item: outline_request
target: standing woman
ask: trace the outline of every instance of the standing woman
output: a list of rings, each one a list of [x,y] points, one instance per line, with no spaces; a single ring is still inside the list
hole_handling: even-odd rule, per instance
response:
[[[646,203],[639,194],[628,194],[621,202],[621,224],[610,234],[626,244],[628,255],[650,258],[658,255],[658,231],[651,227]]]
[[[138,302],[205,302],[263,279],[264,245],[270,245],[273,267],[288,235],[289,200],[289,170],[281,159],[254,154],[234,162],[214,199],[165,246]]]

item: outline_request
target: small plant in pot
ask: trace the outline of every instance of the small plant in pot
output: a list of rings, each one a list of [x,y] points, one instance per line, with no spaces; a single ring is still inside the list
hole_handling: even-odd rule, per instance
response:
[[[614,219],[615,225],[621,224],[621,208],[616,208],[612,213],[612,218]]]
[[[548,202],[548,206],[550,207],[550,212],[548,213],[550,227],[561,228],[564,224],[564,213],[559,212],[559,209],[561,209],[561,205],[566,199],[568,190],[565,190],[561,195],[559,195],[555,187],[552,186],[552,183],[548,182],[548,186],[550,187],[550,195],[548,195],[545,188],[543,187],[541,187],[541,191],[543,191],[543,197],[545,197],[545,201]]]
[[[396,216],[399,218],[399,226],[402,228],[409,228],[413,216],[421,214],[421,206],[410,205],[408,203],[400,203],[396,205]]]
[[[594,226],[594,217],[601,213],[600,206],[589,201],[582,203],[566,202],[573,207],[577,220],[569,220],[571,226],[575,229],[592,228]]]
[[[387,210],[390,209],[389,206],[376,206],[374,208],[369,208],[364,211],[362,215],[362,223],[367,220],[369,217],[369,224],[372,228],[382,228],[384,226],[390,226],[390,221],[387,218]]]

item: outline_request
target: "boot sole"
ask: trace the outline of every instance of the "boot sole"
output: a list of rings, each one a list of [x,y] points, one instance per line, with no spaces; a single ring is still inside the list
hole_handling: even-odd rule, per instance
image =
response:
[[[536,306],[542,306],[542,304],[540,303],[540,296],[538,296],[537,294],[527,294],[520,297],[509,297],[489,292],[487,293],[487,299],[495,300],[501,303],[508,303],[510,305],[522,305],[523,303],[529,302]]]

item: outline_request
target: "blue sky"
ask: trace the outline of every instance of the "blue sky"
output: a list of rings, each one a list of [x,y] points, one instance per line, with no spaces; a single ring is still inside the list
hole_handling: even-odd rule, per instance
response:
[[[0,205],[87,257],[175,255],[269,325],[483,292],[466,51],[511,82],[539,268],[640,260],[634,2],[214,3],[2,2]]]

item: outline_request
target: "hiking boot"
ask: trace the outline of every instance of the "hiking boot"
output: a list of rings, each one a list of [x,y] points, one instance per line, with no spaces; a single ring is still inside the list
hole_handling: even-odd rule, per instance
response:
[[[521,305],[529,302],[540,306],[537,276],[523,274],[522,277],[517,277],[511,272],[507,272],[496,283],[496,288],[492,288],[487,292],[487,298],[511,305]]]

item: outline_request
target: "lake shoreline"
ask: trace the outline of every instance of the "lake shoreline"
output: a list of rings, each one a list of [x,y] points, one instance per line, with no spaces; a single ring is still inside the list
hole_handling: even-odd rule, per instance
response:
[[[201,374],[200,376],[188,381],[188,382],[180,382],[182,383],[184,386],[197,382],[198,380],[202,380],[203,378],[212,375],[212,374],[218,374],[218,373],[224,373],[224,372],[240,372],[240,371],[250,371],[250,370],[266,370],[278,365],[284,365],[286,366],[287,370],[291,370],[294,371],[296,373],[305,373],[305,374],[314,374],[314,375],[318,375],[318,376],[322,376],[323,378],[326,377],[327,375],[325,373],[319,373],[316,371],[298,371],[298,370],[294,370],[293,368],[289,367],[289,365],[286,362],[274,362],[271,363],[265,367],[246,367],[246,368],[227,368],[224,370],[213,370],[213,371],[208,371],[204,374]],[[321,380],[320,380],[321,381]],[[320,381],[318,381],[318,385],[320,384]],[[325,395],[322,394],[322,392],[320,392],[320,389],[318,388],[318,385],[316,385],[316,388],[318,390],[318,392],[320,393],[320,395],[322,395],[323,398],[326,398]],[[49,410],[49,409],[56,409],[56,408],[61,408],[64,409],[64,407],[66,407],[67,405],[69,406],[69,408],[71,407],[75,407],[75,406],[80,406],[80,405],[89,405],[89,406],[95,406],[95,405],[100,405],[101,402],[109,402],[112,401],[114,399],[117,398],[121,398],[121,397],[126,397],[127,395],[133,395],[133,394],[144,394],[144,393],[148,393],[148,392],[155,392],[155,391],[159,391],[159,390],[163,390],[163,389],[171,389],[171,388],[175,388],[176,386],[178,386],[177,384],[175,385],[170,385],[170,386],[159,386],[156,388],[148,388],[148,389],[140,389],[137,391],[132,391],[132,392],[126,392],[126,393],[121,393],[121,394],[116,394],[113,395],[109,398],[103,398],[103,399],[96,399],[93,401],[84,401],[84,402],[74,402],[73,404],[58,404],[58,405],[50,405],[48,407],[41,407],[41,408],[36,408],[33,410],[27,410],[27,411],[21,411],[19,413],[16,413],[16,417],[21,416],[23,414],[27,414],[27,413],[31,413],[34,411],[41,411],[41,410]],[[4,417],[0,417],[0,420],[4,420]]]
------
**Exercise:**
Exact output of every entry is required.

**Response area:**
item: outline_request
target: standing woman
ask: trace the outline of every instance of the standing woman
output: a list of rings, each one a list of [x,y] points, one instance per line, with no spaces; a single ring is still inside the list
hole_handling: even-odd rule, per instance
response:
[[[646,203],[639,194],[628,194],[621,202],[621,224],[610,234],[626,244],[628,255],[650,258],[658,255],[658,231],[651,227]]]
[[[138,302],[205,302],[263,279],[264,245],[270,245],[273,267],[288,235],[289,200],[289,170],[281,159],[254,154],[234,162],[214,199],[165,246]]]

item: outline_request
target: small plant in pot
ask: trace the outline of every instance of the small plant in pot
output: a list of rings, each one a list of [x,y] points, one instance per line, with no spaces; a single ring is still inside the list
hole_handling: even-odd rule, per instance
response:
[[[614,219],[615,225],[621,224],[621,208],[616,208],[612,213],[612,218]]]
[[[548,202],[548,206],[550,207],[550,212],[548,213],[550,227],[561,228],[564,224],[564,213],[559,212],[559,209],[561,209],[561,205],[566,199],[568,190],[565,190],[561,195],[559,195],[555,187],[552,186],[552,183],[548,182],[548,186],[550,187],[550,195],[548,195],[545,188],[543,187],[541,187],[541,191],[543,191],[543,197],[545,197],[545,201]]]
[[[396,216],[399,218],[399,226],[402,228],[409,228],[413,216],[421,214],[421,206],[410,205],[408,203],[400,203],[396,205]]]
[[[594,226],[594,217],[601,213],[600,206],[589,201],[582,203],[566,202],[573,207],[577,220],[569,220],[571,226],[575,229],[592,228]]]
[[[387,210],[390,209],[389,206],[376,206],[374,208],[369,208],[364,211],[362,215],[362,223],[367,220],[369,217],[369,224],[372,228],[382,228],[384,226],[390,226],[390,221],[387,218]]]

item: outline_request
target: "boot sole"
ask: trace the outline of every instance of the "boot sole"
output: a list of rings, each one a list of [x,y] points, one instance per line, with no spaces; a single ring is still inside the list
hole_handling: even-odd rule, per instance
image =
response:
[[[536,306],[542,306],[542,304],[540,303],[540,296],[538,296],[537,294],[527,294],[520,297],[509,297],[489,292],[487,293],[487,299],[495,300],[501,303],[508,303],[510,305],[522,305],[523,303],[529,302]]]

item: outline_request
target: "blue sky"
ask: trace the outline of every instance of the "blue sky"
output: a list of rings, each one a list of [x,y] points, one instance per line, with no spaces; a single ring is still inside the list
hole_handling: even-odd rule, per instance
response:
[[[0,205],[87,257],[175,255],[269,325],[483,292],[466,51],[511,82],[539,268],[640,260],[634,2],[214,3],[2,2]]]

item: outline_request
target: "hiking boot"
ask: trace the outline of every instance of the "hiking boot"
output: a list of rings, each one a list of [x,y] points, one instance per line, with no spaces; a single ring is still inside the list
hole_handling: even-odd rule, per instance
response:
[[[521,305],[529,302],[540,306],[537,276],[523,274],[522,277],[517,277],[511,272],[507,272],[496,283],[496,288],[492,288],[487,292],[487,298],[511,305]]]

item: outline_request
target: "lake shoreline"
ask: trace the outline of every instance of the "lake shoreline"
output: a list of rings, each one a list of [x,y] points, one instance per line, with no spaces; a single ring is still inside the list
hole_handling: even-odd rule, per instance
response:
[[[201,374],[200,376],[188,381],[188,382],[180,382],[182,383],[184,386],[197,382],[198,380],[202,380],[203,378],[212,375],[212,374],[218,374],[218,373],[224,373],[224,372],[240,372],[240,371],[250,371],[250,370],[266,370],[278,365],[284,365],[286,366],[287,370],[291,370],[294,371],[296,373],[305,373],[305,374],[314,374],[314,375],[318,375],[318,376],[322,376],[323,378],[326,377],[327,375],[325,373],[319,373],[316,371],[298,371],[298,370],[294,370],[293,368],[289,367],[289,365],[286,362],[274,362],[271,363],[265,367],[246,367],[246,368],[227,368],[224,370],[213,370],[213,371],[208,371],[204,374]],[[321,380],[320,380],[321,381]],[[320,381],[318,381],[318,385],[320,384]],[[325,395],[322,394],[322,392],[320,392],[320,389],[318,388],[318,385],[316,385],[316,388],[318,390],[318,392],[320,393],[320,395],[322,395],[323,398],[326,398]],[[49,410],[49,409],[56,409],[56,408],[61,408],[64,409],[64,407],[66,407],[67,405],[69,406],[69,408],[71,407],[75,407],[75,406],[80,406],[80,405],[89,405],[89,406],[95,406],[95,405],[100,405],[101,402],[109,402],[112,401],[114,399],[117,398],[121,398],[121,397],[126,397],[127,395],[133,395],[133,394],[144,394],[144,393],[148,393],[148,392],[155,392],[155,391],[159,391],[159,390],[163,390],[163,389],[171,389],[171,388],[175,388],[176,386],[178,386],[177,384],[175,385],[170,385],[170,386],[159,386],[156,388],[148,388],[148,389],[140,389],[137,391],[132,391],[132,392],[126,392],[126,393],[121,393],[121,394],[116,394],[113,395],[109,398],[103,398],[103,399],[96,399],[93,401],[84,401],[84,402],[74,402],[73,404],[58,404],[58,405],[50,405],[48,407],[41,407],[41,408],[36,408],[33,410],[27,410],[27,411],[21,411],[19,413],[16,413],[16,417],[21,416],[23,414],[27,414],[27,413],[31,413],[34,411],[41,411],[41,410]],[[4,417],[0,417],[0,420],[4,420]]]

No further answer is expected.